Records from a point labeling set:
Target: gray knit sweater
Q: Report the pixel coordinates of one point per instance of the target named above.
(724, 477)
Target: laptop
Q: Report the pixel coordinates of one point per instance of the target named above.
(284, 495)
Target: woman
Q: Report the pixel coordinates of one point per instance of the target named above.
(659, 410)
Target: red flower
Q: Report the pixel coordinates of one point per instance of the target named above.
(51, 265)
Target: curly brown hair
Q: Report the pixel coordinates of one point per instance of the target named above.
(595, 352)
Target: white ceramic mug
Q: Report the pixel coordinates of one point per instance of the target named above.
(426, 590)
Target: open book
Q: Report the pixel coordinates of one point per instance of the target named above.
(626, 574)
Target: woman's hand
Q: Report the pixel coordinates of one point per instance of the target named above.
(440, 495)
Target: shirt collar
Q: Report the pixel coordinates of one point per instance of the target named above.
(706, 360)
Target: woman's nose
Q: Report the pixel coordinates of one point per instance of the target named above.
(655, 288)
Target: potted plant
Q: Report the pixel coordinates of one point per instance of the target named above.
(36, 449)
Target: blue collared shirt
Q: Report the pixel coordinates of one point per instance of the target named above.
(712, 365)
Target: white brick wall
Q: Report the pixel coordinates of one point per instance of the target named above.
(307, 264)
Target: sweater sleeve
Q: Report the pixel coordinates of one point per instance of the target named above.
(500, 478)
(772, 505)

■ **Your task**
Rewrite the stretch of the records above, from the line containing "Target: blue collared shirt" through the final line, as a numbered list with one line per item, and omit any blank lines.

■ **Expected answer**
1. Target: blue collared shirt
2. Q: Report the pixel coordinates of one point per instance of the target named above.
3. (712, 365)
4. Target: white brick wall
5. Q: Report the pixel coordinates of one point per instance of the target named above.
6. (307, 264)
7. Target: sweater sleeve
8. Q: Report the pixel coordinates of one point per instance of the target named above.
9. (500, 478)
10. (772, 505)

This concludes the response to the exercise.